What needs to be done> All of the lines below are to be transcribed faithfully, with pictures excluded from the copy.

** Extracted material follows **

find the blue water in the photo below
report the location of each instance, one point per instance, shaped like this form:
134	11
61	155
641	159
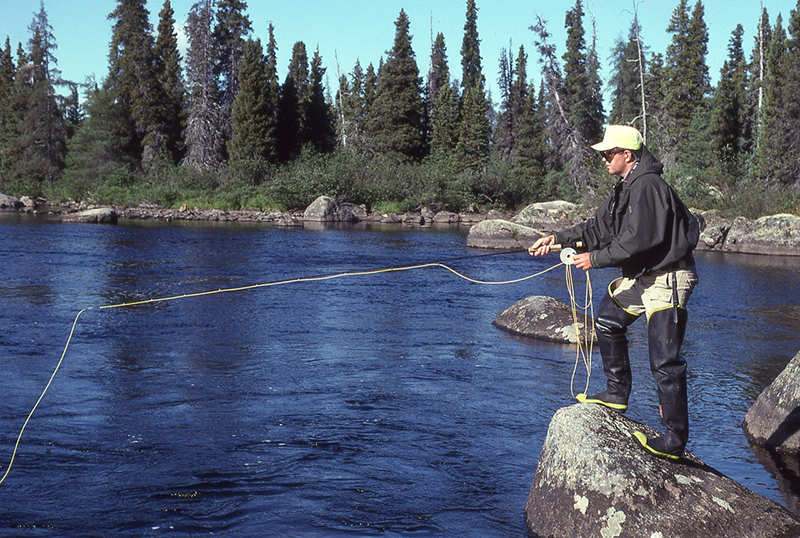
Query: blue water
383	405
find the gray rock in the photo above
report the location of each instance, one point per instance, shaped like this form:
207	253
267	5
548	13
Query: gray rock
714	229
594	479
327	209
471	218
100	215
551	216
9	202
774	419
501	234
775	234
446	217
543	318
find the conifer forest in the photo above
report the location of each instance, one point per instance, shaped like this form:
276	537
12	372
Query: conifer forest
215	127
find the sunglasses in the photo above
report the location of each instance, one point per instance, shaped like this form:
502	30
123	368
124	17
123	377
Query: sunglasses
608	155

** End of Extracted material **

Solved problem>
find the blue water in the photo below
report the location of each instance, one point per instance, shaped like this form:
134	11
61	155
641	159
Query: blue water
383	405
find the gray rock in the photo above
report the location of each instance, one point per instance, shaped like this form:
207	253
267	5
548	13
Query: gray rock
714	229
594	479
327	209
471	218
100	215
551	216
9	202
774	419
501	234
775	234
446	217
543	318
find the conifer forest in the photo above
report the location of each instance, one point per instance, shaped like this form:
276	537
12	372
Query: conifer forest
215	127
find the sunglasses in the photo above
report the location of each instance, one point per instance, shaped like this form:
502	30
123	368
124	17
123	377
Query: sunglasses
608	155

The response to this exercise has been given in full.